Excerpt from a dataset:
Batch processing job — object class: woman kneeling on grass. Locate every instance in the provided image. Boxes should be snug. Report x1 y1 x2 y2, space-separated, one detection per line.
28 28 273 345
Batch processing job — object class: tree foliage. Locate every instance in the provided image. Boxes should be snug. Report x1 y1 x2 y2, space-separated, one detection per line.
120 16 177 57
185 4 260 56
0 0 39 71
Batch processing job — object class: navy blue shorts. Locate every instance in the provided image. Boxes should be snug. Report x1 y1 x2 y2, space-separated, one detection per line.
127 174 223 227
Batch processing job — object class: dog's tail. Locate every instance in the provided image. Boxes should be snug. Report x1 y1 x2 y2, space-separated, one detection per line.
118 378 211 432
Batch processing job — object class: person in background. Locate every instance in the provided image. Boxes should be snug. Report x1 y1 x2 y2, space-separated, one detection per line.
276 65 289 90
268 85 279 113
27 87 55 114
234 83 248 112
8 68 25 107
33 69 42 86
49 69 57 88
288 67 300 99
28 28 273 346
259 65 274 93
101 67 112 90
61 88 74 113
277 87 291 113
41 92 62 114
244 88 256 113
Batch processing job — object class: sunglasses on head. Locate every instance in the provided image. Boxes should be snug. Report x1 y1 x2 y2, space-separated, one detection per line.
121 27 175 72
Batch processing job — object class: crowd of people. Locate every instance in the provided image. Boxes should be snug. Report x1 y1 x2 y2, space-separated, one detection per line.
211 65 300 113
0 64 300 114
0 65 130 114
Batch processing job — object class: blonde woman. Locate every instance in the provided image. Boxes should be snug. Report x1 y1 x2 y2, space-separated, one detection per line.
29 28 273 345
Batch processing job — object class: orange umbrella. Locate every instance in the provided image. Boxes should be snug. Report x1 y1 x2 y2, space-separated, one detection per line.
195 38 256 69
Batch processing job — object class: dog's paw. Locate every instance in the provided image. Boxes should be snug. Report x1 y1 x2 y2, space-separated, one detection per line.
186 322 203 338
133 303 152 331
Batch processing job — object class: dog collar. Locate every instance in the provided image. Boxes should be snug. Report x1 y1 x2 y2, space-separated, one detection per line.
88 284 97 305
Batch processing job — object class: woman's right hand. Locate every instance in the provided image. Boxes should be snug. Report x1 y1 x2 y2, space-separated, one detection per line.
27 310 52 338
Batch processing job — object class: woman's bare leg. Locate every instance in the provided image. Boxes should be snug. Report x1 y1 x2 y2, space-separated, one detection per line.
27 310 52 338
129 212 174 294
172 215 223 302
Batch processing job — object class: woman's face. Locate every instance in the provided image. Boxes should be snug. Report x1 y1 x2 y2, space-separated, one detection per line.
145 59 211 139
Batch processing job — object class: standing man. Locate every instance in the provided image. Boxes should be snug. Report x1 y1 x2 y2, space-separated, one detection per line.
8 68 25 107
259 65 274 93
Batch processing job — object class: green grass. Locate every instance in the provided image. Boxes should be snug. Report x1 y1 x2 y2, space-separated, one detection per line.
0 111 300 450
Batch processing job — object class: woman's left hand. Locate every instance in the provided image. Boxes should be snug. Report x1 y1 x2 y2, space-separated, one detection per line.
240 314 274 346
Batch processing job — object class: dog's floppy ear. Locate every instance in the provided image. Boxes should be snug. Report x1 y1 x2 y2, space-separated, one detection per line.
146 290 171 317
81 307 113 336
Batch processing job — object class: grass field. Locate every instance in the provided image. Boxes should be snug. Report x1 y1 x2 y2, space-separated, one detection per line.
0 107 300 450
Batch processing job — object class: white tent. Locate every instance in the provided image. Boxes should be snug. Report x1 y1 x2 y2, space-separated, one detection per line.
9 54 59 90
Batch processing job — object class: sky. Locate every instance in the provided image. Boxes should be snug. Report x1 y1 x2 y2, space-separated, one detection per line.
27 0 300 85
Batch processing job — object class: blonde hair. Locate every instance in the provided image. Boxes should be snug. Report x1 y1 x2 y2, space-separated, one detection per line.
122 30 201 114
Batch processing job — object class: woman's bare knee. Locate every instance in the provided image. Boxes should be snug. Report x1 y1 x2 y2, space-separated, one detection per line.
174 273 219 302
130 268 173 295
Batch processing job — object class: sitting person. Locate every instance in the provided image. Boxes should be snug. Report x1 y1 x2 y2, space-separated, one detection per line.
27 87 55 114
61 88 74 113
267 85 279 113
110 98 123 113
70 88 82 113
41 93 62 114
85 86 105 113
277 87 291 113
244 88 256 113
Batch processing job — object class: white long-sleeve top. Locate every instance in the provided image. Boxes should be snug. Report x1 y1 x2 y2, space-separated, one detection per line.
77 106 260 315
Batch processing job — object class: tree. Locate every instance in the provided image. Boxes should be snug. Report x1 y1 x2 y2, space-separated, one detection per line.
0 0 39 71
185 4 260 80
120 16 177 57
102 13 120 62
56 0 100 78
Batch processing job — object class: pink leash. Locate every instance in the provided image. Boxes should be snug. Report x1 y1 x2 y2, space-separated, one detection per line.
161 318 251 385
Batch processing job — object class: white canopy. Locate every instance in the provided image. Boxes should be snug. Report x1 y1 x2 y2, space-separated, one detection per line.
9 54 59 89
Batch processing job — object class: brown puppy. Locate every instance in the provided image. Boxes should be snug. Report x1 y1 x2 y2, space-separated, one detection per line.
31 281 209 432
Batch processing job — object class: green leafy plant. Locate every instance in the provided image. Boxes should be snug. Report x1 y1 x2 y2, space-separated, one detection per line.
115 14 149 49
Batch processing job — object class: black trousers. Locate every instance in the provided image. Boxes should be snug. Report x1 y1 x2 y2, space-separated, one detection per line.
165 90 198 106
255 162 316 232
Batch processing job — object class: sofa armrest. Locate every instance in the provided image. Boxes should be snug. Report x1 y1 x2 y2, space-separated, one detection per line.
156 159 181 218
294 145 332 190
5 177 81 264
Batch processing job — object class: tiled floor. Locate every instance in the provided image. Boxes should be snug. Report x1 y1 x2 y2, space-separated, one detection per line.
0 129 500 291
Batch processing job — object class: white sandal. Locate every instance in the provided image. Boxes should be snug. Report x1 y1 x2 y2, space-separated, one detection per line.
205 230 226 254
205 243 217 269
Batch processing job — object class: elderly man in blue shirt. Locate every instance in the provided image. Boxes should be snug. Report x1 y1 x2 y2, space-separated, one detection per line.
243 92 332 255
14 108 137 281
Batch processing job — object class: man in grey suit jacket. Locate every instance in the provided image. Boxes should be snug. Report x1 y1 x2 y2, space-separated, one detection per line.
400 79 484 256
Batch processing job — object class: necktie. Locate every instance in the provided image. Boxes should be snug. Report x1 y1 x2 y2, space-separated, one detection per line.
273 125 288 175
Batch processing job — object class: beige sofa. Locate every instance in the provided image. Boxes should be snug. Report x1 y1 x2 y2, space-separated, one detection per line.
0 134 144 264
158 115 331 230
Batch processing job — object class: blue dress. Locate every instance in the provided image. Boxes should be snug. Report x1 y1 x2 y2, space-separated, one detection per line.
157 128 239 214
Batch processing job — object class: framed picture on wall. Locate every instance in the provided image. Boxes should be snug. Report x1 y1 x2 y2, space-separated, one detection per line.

Aim of the task — Retype every line of the items above precisely as given, with nothing altered.

The response —
Batch processing job — object class: woman kneeling on grass. Locate every instance in the provided image. Boxes should be snug. Report x1 y1 x2 y2, space-separated, one detection per line.
28 28 273 345
Batch processing job — object class: tree foliage. Locate every instance in the provided image. Boxes should be snug. Report x1 y1 x2 y2, space-separated, one detection per line.
120 16 177 57
185 4 260 56
0 0 39 71
Batch processing job — object class: navy blue shorts. Locate every instance in the provided image. Boxes should be snug. Report x1 y1 x2 y2, space-separated, one detection per line.
127 174 223 227
Batch processing job — object class: dog's tail. Locate every instance in the provided image. Boxes should be snug. Report x1 y1 x2 y2, space-separated, one detection per line.
118 378 211 432
Batch processing job — object class: person in background. Locate every instance in the provided image. Boxes should be snug. Report x1 y1 x2 y2, space-separated, one detection per line.
276 65 289 90
268 85 279 113
27 87 55 114
234 83 248 112
8 68 25 107
33 69 42 86
49 69 57 88
288 67 300 99
28 28 273 346
259 65 274 93
101 67 112 90
61 88 74 113
277 87 291 113
41 92 62 114
244 88 256 113
Batch processing job — object class: sunglasses on head. Locate every instance in the provided image. Boxes should be snug. Report x1 y1 x2 y2, space-separated, one detection per line.
121 27 175 72
Batch processing job — object class: crowd of people. Locate every instance in the provided image. Boxes should be snug. Report x1 y1 x2 y2, space-separated, one detection per line.
211 65 300 113
0 64 300 114
0 65 130 114
Batch processing job — object class: blonde woman. Locate every instance in the provided image. Boxes should be snug. Report x1 y1 x2 y2, space-separated, one detection per line.
29 28 273 345
Batch processing job — object class: orange umbrella. Locate every instance in the provided image. Boxes should be snug. Report x1 y1 x2 y2, space-separated, one detection per line.
195 38 256 69
Batch processing job — object class: dog's paw. Locate every instance in the provided image. Boxes should be snug. Report x1 y1 x2 y2, space-separated, one detection per line.
186 322 203 338
133 303 152 331
Batch processing job — object class: dog collar. Locate every instance in the provided image. Boxes should be snug. Report x1 y1 x2 y2, space-separated, one detection per line.
88 284 97 305
Batch processing job — object class: woman's right hand. Locate every instance in the provided image. Boxes should be snug. Report x1 y1 x2 y2, space-separated, one detection per line.
27 310 52 338
Batch processing job — object class: woman's bare leg. Locate every instance in the provided image. Boxes should be snug. Report x1 y1 x2 y2, space-separated, one detection per line.
27 310 52 338
129 212 174 294
172 215 223 302
Batch processing job — object class: woman's face. Locate every instance in the provided image. Boxes should be snug. Report x1 y1 x2 y2, space-separated, one detection per line.
145 59 211 139
Batch processing job — object class: standing man. Locate every instance in the provided image. Boxes should be snug. Report x1 y1 x2 y2, space-separated, one detection per line.
8 68 25 107
259 65 274 93
Batch processing job — object class: green grass. Locate every instance in the provided image. Boxes should be snug. Report x1 y1 x2 y2, space-separated, one detection per line.
0 111 300 450
Batch processing job — object class: woman's left hand. Locate every instance in the provided image. Boxes should be snug. Report x1 y1 x2 y2, space-separated, one detection per line.
240 314 274 346
Batch processing job — object class: dog's floppy ear. Locate every instance in the provided image. Boxes should be snug. Report x1 y1 x2 y2, space-separated, one detection per line.
146 290 171 317
81 307 113 336
Batch processing job — object class: grass field. Locate every instance in the provided image. Boxes should be snug. Report x1 y1 x2 y2, space-separated, one detection per line.
0 107 300 450
Batch processing job — object class: white tent. Locate every instance in the provided image. Boxes should be snug. Report x1 y1 x2 y2, space-separated, one detection per line.
9 54 59 90
Batch processing job — object class: sky. Locate every instance in the provided image. Boxes should be snug. Report x1 y1 x2 y2, space-separated, one detection per line.
27 0 300 85
Batch processing job — object class: blonde hair. Locate every instance in the provided image. Boxes should be snug. Report x1 y1 x2 y2, space-separated, one detection per line.
122 30 201 114
Batch processing job — object class: woman's bare knee. Locate every instance in the provided image. Boxes should be snug. Report x1 y1 x2 y2, space-separated, one detection per line.
174 273 219 302
130 268 173 295
Batch processing job — object class: sitting person. Locate every instance in the provided image. Boxes should be snug. Report x1 y1 x2 y2, space-separated, one detection per line.
27 87 55 114
61 88 74 113
267 85 279 113
110 98 123 113
70 88 82 113
41 93 62 114
85 86 105 113
277 87 291 113
244 88 256 113
Batch processing job — object class: white long-sleeve top. Locate every instance in the provided image. Boxes should be snug. Report x1 y1 x2 y2, space-separated, one detection per line.
77 106 260 315
Batch processing job — object class: tree. Locate every instance in the provided image. Boxes should be snug. Report x1 y1 x2 y2, space-separated, one detection per line.
0 0 39 71
185 4 260 80
120 16 177 57
102 13 120 62
56 0 100 78
Batch processing job — object class: pink leash. Locate every instance in the provided image. Boxes should be snug. Report x1 y1 x2 y2, space-separated, one detection per line.
161 318 251 385
Batch processing job — object class: white canopy. Locate every instance in the provided image. Boxes should be snug. Report x1 y1 x2 y2, space-separated, one detection per line.
9 54 59 89
Batch processing job — object class: brown puppy. Locate every instance in the provided image. Boxes should be snug. Report x1 y1 x2 y2, space-separated, one detection per line.
31 281 209 432
Batch processing job — object class: green leafy plant. Locate every instance in the provided image. Boxes should be snug. Report x1 y1 x2 y2, space-separated, one detection per line.
115 14 149 49
Batch processing job — object class: black trousers. Locate every instance in the provided image. Boxes should be snug. Report x1 y1 x2 y2, space-separated, one detection per line.
165 90 198 106
255 162 316 232
Batch processing job — object class: sofa armrest. Locate every instance in the provided image. Boxes should be snug. Report x1 y1 x2 y2, space-separated, one detection per line.
156 159 181 218
294 145 332 190
5 177 81 264
Batch processing job — object class: tiled floor. Locate every instance in the provided image. Boxes should be snug. Report x1 y1 x2 y2, space-separated, one detection per line.
0 129 500 291
Batch processing job — object class: white sandal. Locate every instance in the provided image. Boxes should be snug. Report x1 y1 x2 y2, space-separated, one detection per line.
205 230 226 254
205 243 217 269
Batch processing job — object class: elderly man in blue shirt. Locate every instance in the provided image. Boxes should be snug. Report x1 y1 x2 y2, space-separated, one detection per line.
243 92 332 255
14 108 137 281
Batch processing job — object class: man in grey suit jacket. Locate every instance in the provided image. Boxes should be snug. Report x1 y1 x2 y2, space-separated, one detection per line.
400 79 484 256
Batch processing job — object class: necktie. Locate every instance in the provided image. Boxes should be snug. Report x1 y1 x2 y2, space-separated, one detection per line.
273 125 288 175
Batch processing job — object class: beige sofa. Locate every instance in the provided image. Boxes should be snug. Report x1 y1 x2 y2, space-separated, one detection per line.
0 134 144 264
158 115 331 230
Batch processing job — object class: blue dress. Locate every instance in the provided image. Boxes should be snug. Report x1 y1 x2 y2, space-separated, one detection per line.
157 128 239 214
Batch processing job — object class: framed picture on wall. Locate every instance in the provided image. Boxes should be snug. Report x1 y1 x2 y2, space-separated, one detection per line.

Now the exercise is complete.